• Instrução dada A: Reproduza integralmente, sem nenhuma alteração, o trecho sobre Vidigal.

• Trecho da página:
Ele é delegado de um mundo apenas entrevisto durante a narrativa, quando a Comadre sai a campo para obter a soltura de Leonardo Pataca. Como todos sabem, vai pedir a proteção do Tenente-Coronel, membro da guarda caricata de velhos oficiais, que cochilam numa sala do Palácio Real. O Tenente-Coronel por sua vez busca o empenho do Fidalgo (que vive com o seu capote e os seus tamancos numa casa fria e mal guarnecida), para que este fale ao Rei. O Rei, que não aparece mas sobrepaira como fonte de tudo, é que falará com Vidigal, instrumento da sua vontade. Mais do que um personagem pitoresco, Vidigal encarna toda a ordem; por isso, na estrutura do livro é um fecho de abóboda e, sob o aspecto dinâmico, a única força reguladora de um mundo solto, pressionando de cima para baixo e atingindo um por um os agentes da desordem. Ele prende Leonardo Pai na casa do Caboclo e o Mestre de Cerimônias na da Cigana. Ele ronda o baile do batizado de Leonardo Filho e intervém muitos anos depois na festa de aniversário de seu irmão, conseqüência de novos amores do pai. Ele persegue Teotônio, desmancha o piquenique de Vidinha, atropela o Toma-Largura, persegue e depois prende Leonardo Filho, fazendo-o sentar praça na tropa. O seu nome faz tremer e fugir.

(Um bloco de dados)
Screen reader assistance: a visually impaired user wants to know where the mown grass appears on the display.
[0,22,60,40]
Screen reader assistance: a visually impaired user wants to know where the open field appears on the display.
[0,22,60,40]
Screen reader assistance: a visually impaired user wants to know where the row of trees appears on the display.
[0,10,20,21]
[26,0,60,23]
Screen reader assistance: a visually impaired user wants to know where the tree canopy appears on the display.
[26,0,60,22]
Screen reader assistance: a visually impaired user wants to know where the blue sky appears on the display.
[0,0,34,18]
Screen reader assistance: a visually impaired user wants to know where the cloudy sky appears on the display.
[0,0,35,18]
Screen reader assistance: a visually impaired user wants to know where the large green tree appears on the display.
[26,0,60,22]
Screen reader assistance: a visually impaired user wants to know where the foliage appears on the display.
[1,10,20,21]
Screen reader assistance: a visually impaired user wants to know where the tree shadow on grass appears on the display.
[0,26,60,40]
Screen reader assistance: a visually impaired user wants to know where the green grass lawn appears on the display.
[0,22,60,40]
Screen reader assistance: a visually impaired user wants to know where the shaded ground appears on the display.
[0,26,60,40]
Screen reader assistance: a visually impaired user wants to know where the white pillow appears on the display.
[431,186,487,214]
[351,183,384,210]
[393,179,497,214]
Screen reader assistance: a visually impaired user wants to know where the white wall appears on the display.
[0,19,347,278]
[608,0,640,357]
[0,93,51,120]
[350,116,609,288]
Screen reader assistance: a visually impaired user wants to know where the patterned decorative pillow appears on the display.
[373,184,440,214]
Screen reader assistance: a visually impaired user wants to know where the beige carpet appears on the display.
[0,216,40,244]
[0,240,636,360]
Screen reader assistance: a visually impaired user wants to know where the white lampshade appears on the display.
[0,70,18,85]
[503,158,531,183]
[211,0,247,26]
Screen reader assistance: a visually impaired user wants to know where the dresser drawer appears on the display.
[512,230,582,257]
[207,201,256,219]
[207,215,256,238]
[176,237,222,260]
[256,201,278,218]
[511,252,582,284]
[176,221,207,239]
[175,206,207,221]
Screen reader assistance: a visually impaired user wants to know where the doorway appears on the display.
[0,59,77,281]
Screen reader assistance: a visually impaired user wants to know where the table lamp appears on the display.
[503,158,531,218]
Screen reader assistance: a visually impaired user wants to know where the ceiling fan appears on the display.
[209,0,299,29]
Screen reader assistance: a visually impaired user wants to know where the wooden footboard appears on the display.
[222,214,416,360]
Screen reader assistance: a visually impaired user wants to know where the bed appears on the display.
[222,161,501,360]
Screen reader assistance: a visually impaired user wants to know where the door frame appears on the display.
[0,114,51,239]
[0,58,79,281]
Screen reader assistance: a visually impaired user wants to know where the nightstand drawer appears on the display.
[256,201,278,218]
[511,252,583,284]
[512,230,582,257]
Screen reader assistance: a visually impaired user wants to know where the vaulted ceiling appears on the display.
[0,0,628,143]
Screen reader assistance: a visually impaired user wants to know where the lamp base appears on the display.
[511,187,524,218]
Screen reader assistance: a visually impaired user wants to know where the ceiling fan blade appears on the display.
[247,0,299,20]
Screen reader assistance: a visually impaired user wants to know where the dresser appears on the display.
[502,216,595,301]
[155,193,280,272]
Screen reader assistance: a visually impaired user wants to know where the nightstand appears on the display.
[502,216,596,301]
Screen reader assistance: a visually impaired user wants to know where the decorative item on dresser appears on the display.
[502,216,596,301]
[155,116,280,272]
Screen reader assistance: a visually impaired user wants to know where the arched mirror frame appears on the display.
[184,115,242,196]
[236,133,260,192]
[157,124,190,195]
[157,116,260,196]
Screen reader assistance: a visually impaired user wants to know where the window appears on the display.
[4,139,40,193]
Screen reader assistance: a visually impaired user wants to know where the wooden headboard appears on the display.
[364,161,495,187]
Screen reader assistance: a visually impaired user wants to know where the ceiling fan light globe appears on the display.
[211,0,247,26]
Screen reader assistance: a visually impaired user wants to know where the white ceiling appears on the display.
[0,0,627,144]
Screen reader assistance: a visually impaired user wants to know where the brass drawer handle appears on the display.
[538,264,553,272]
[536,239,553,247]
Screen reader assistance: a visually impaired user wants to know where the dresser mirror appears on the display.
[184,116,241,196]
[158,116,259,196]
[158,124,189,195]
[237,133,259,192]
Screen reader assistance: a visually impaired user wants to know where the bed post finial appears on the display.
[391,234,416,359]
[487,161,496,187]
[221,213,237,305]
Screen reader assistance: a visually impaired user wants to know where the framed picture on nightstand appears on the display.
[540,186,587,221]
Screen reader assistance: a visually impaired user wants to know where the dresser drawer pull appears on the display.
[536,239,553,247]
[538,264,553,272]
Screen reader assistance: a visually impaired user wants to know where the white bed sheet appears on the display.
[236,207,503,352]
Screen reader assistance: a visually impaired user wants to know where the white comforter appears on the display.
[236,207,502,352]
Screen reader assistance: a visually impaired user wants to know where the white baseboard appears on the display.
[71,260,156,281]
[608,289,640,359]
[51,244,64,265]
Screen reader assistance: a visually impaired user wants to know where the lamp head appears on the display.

• Instrução dada B: Transcreva dos registros, sem mudar nada, as linhas que vão da que contém "ground appears on the display." até a que contém "[350,116,609,288]", incluindo as duas.

• Solução do problema A:
Ele é delegado de um mundo apenas entrevisto durante a narrativa, quando a Comadre sai a campo para obter a soltura de Leonardo Pataca. Como todos sabem, vai pedir a proteção do Tenente-Coronel, membro da guarda caricata de velhos oficiais, que cochilam numa sala do Palácio Real. O Tenente-Coronel por sua vez busca o empenho do Fidalgo (que vive com o seu capote e os seus tamancos numa casa fria e mal guarnecida), para que este fale ao Rei. O Rei, que não aparece mas sobrepaira como fonte de tudo, é que falará com Vidigal, instrumento da sua vontade. Mais do que um personagem pitoresco, Vidigal encarna toda a ordem; por isso, na estrutura do livro é um fecho de abóboda e, sob o aspecto dinâmico, a única força reguladora de um mundo solto, pressionando de cima para baixo e atingindo um por um os agentes da desordem. Ele prende Leonardo Pai na casa do Caboclo e o Mestre de Cerimônias na da Cigana. Ele ronda o baile do batizado de Leonardo Filho e intervém muitos anos depois na festa de aniversário de seu irmão, conseqüência de novos amores do pai. Ele persegue Teotônio, desmancha o piquenique de Vidinha, atropela o Toma-Largura, persegue e depois prende Leonardo Filho, fazendo-o sentar praça na tropa. O seu nome faz tremer e fugir.

• Solução do problema B:
Screen reader assistance: a visually impaired user wants to know where the shaded ground appears on the display.
[0,26,60,40]
Screen reader assistance: a visually impaired user wants to know where the white pillow appears on the display.
[431,186,487,214]
[351,183,384,210]
[393,179,497,214]
Screen reader assistance: a visually impaired user wants to know where the white wall appears on the display.
[0,19,347,278]
[608,0,640,357]
[0,93,51,120]
[350,116,609,288]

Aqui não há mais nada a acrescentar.